### Письменное задание A
Сколько лет А. Л., согласно фрагменту текста?
### Письменное задание B
Определите, соответствуют ли фрагменту текста утверждения (i) Наташа спросила, в курсе ли дела Сталин; (ii) Сережа был молодым профессором в своем институте; (iii) в последние два дня Н. больше думала о Сереже, чем об А. Л. Для каждого ответьте «да» или «нет» и приведите решающие слова фрагмента в точной цитате.

### Фрагмент текста
Н[аташу] томит мысль о том, как тяжело чувствует себя Сережа в тюрьме (если он в тюрьме), – не кажется ли ему, что мы как бы забыли его, предоставили собственной участи. Если он в концентрационном лагере, на что надеяться ему? Он не может вести себя лучше, чем вел себя в качестве молодого профессора в своем институте...

"Может быть, они просто забыли о нем за последние годы, а теперь вдруг вспомнили, что у них есть такой клад, и решили соорудить на этом новое большое дело..." Это опять мысли Наташи. Она спросила меня, думаю ли я, что Сталин в курсе дела. Я ответил, что такие "дела" никогда не проходят мимо него, – в такого рода делах ведь, собственно, и состоит его специальность.

В последние два дня Н. больше думала об А. Л., чем о Сереже: может быть, с Сережей, в конце концов, ничего и нет, а А. Л., в 60 лет, отправлена куда-то на дальний Север.

### Предоставленные записи
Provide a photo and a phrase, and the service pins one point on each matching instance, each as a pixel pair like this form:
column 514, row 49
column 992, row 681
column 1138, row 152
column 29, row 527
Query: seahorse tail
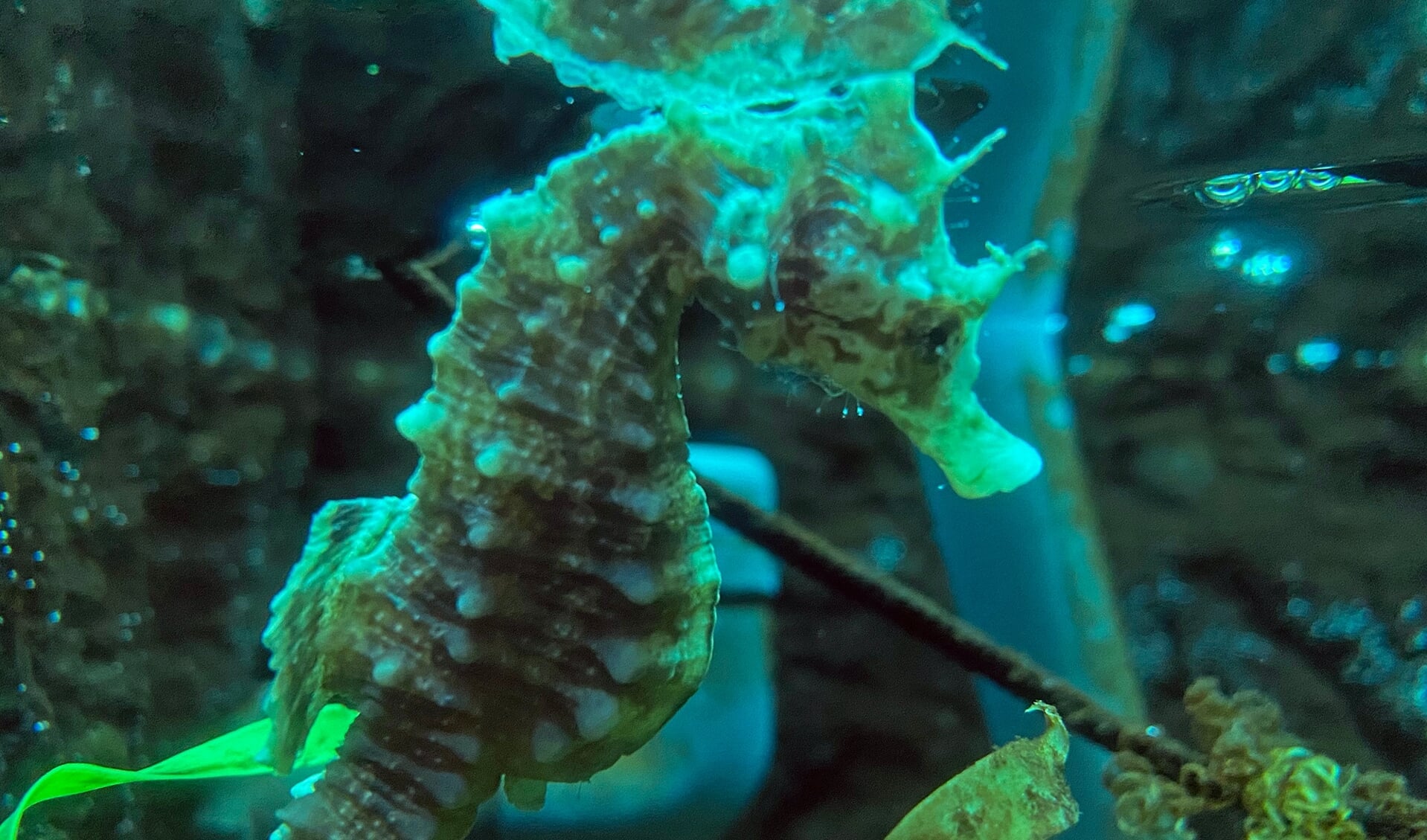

* * *

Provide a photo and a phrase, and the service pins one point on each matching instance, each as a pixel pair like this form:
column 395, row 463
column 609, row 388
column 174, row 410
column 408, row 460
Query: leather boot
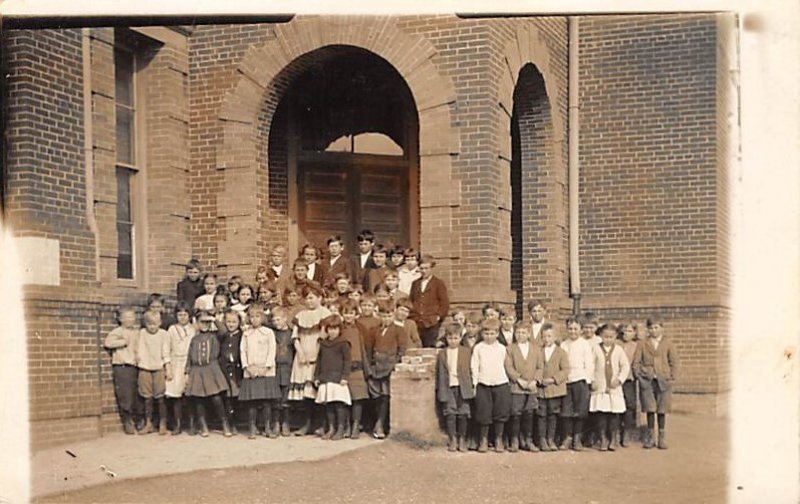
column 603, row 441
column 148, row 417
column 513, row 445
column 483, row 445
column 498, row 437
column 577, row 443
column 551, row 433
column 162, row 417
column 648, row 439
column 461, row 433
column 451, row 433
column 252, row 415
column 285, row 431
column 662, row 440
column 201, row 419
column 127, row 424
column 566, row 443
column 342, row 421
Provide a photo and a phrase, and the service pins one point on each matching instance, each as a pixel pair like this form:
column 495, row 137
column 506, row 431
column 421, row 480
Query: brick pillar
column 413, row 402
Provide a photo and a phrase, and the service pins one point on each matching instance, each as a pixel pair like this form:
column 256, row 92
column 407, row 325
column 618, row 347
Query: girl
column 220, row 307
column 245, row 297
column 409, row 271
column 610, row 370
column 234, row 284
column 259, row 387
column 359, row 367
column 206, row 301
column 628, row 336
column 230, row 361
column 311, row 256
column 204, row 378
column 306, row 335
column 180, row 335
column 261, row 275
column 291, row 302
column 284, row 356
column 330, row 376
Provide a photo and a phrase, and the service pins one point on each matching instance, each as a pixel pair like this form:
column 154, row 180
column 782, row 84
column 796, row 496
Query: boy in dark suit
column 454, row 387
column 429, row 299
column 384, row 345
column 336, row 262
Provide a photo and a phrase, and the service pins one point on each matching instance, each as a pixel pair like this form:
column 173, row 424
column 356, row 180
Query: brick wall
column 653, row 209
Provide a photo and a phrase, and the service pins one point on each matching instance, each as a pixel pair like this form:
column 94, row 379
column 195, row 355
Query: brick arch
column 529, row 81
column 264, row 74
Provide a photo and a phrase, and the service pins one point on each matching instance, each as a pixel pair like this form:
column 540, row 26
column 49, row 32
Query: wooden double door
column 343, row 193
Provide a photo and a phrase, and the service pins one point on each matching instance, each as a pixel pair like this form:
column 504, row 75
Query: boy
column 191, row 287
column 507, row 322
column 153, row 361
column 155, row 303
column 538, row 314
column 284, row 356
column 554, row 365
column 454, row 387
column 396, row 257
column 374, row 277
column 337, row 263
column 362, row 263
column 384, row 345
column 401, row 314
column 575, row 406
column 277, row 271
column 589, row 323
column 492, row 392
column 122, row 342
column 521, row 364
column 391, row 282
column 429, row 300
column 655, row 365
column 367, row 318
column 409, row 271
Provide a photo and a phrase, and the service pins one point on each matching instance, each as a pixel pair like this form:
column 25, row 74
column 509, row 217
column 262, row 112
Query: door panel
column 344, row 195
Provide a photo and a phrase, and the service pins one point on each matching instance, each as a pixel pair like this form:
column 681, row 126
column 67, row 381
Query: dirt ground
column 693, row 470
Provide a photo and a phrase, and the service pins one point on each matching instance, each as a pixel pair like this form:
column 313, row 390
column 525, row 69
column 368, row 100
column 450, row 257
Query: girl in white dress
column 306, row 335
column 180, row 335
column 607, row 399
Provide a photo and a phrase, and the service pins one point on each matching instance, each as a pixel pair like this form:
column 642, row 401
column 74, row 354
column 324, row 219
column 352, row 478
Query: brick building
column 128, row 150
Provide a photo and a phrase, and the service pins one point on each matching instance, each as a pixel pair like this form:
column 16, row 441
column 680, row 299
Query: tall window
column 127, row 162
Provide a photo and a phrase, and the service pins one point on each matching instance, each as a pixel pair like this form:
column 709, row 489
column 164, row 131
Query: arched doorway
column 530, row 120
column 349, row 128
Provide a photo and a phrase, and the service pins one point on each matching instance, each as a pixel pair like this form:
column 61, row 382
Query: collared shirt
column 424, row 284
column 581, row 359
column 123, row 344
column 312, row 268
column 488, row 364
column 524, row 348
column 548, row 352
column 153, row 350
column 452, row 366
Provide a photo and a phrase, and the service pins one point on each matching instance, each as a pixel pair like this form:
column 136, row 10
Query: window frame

### Ответ A
60 лет.

### Ответ B
(i) Да: «Она спросила меня, думаю ли я, что Сталин в курсе дела».
(ii) Да: «в качестве молодого профессора в своем институте».
(iii) Нет: «В последние два дня Н. больше думала об А. Л., чем о Сереже».